Many of the chapters in the volume highlight the ways communities use graffiti to claim, reshape, or even create the built space. Writing graffiti creates community by reinforcing group cohesion among the writers, who return to the same space many times to write or view the graffiti. The dialogic relationship among group members and between the group and the space itself is often represented in the distribution of these writings. Graffiti often cluster because of a community’s use of a space and desire to claim it. This can be seen in Ragazzoli’s opening chapter on the graffiti written around 1500 B.C.E. from the Scribes’ Cave (Deir el-Bahari, Egypt). The clusters started with large graffiti in hieroglyphs at the center of the wall panel, which were then surrounded by signatures in cursive scripts. The graffiti thereby commemorate and reinforce the scribal community that created them. Likewise, the Christian graffiti of the sixth to eighth centuries C.E. in the area of Thebes, Egypt (Delattre, ch. 2), often cluster around religiously or socially significant landmarks like crossroads and sacred places, memorializing the Christian community that used these areas, as well as the individual authors. Turning from ancient examples, Gruber examines modern graffiti of Gezi Park in Turkey (ch. 5). These, which were written in response to the Justice and Development Party (AKP) and then Prime Minister Erdoğan, echo the purposes of place making and reinforcing group identity seen in the Egyptian examples from earlier millennia. They lay claim both to this specific area (Gezi Park) and to a role in the political process at large.
□ □ □ □ □
CHALLENGE 1
List the surnames of all the chapter authors that the passage on graffiti names.
CHALLENGE 2
Write a continuation of the passage on graffiti, starting after its final sentence.

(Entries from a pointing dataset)
□ □ □ □ □
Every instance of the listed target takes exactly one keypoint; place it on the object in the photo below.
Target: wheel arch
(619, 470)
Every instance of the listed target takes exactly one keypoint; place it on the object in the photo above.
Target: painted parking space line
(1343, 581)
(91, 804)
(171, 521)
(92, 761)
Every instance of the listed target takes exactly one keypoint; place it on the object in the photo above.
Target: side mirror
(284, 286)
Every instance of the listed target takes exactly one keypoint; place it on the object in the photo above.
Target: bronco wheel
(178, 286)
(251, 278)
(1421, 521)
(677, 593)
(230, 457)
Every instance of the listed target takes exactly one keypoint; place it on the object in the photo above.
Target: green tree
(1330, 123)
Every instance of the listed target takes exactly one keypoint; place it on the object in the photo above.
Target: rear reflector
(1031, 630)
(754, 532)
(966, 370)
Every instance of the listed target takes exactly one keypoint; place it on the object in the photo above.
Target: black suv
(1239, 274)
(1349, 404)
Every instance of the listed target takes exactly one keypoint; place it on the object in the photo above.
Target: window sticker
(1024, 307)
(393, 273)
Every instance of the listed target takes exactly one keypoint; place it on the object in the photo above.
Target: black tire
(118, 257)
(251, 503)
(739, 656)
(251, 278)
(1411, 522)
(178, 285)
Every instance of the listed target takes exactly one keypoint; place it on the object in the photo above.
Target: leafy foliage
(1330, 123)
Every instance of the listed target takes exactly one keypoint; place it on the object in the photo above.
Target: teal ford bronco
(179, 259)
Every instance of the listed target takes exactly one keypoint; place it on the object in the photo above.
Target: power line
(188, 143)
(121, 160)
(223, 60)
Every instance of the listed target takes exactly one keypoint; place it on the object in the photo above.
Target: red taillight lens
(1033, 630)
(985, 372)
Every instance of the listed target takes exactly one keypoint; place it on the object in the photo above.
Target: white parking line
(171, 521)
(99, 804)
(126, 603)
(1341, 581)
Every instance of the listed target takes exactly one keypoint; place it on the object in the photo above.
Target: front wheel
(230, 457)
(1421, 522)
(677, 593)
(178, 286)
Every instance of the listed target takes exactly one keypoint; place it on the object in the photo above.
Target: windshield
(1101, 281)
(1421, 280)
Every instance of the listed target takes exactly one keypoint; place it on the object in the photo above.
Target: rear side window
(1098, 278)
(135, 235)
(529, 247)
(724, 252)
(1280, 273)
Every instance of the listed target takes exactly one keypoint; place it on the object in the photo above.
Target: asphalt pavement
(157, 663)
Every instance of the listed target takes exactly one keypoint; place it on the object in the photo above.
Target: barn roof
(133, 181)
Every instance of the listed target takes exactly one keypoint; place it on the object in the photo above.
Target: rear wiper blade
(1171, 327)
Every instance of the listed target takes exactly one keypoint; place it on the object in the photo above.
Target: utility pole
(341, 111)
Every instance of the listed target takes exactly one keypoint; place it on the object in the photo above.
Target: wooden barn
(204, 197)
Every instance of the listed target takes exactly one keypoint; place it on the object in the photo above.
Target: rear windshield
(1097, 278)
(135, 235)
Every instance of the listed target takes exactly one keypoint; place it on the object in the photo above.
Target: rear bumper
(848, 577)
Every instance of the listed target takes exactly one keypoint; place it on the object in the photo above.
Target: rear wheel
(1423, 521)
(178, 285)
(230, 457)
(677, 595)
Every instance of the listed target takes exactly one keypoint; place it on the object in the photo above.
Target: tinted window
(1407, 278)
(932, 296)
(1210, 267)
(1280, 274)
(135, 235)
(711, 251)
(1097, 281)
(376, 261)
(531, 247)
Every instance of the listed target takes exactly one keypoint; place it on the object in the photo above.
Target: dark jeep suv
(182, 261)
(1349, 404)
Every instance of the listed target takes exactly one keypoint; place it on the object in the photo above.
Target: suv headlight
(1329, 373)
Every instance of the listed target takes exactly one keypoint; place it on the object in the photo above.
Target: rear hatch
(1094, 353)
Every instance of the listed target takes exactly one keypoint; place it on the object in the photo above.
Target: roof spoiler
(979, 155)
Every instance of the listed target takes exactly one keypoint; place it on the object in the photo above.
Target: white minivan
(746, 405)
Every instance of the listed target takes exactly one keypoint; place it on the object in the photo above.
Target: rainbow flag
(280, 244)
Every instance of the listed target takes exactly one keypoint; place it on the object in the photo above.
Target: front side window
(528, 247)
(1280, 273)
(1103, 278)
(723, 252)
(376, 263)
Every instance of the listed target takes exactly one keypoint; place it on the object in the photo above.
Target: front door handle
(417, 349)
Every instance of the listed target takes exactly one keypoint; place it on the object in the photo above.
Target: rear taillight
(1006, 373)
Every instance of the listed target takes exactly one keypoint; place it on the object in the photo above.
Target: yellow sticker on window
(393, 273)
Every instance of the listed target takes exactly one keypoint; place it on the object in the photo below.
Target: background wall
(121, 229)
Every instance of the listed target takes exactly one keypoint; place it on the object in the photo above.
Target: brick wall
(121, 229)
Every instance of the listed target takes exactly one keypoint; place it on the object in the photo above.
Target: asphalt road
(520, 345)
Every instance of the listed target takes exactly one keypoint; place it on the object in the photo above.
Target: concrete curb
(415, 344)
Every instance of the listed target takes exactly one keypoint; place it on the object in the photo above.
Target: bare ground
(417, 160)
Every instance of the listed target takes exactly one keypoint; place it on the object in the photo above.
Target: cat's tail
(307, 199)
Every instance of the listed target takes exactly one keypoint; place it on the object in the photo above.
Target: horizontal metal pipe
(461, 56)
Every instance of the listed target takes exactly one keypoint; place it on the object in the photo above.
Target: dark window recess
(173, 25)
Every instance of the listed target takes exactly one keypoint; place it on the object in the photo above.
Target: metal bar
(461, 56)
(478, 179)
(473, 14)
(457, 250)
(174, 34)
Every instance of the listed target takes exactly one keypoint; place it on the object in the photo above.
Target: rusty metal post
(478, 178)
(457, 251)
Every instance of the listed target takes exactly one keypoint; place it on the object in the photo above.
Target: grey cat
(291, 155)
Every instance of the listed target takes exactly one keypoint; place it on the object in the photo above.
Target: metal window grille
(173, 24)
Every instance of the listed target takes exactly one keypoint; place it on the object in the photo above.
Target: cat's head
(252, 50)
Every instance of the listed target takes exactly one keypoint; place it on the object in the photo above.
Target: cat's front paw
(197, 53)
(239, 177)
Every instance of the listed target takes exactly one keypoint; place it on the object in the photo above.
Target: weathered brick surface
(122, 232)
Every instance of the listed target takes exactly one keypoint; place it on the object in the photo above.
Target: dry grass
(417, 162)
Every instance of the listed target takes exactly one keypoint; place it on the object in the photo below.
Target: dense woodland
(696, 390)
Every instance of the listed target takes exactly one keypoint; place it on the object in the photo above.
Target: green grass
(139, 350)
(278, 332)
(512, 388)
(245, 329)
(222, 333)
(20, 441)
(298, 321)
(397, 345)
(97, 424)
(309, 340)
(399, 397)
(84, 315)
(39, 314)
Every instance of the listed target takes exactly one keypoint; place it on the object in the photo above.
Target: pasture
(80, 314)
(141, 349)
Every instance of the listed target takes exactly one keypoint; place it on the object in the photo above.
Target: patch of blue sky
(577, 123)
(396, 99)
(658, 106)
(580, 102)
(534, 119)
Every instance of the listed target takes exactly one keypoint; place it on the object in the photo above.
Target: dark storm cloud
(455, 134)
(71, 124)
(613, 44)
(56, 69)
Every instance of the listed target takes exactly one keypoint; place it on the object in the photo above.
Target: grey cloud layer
□ □ □ □ □
RIGHT ANSWER 1
Ragazzoli, Delattre, Gruber

RIGHT ANSWER 2
Sometimes, however, this clustering happens not as a result of a community’s appropriation of or claim to a space but by an “accident of topography,” as Macdonald puts it (73). Macdonald’s contribution (ch. 4) traces the graffiti written in Safaitic by nomads and in a local dialect of Aramaic by Nabateans, dating from the first century B.C.E. to the fourth century C.E. In addition to groups near cairns and possible sacrificial areas, Safaitic graffiti cluster near water or good pastures where the nomads traveled. These case studies show both the ways that ancient peoples appropriated the spaces they used by writing graffiti and the ways the spaces themselves altered the epigraphic habit of these peoples. Environmental conditions forced the nomads, for example, to loiter in areas in which they then wrote graffiti. The interdependent relationship between space and graffiti, which these case studies emphasize, is in my view the most important contribution of this volume.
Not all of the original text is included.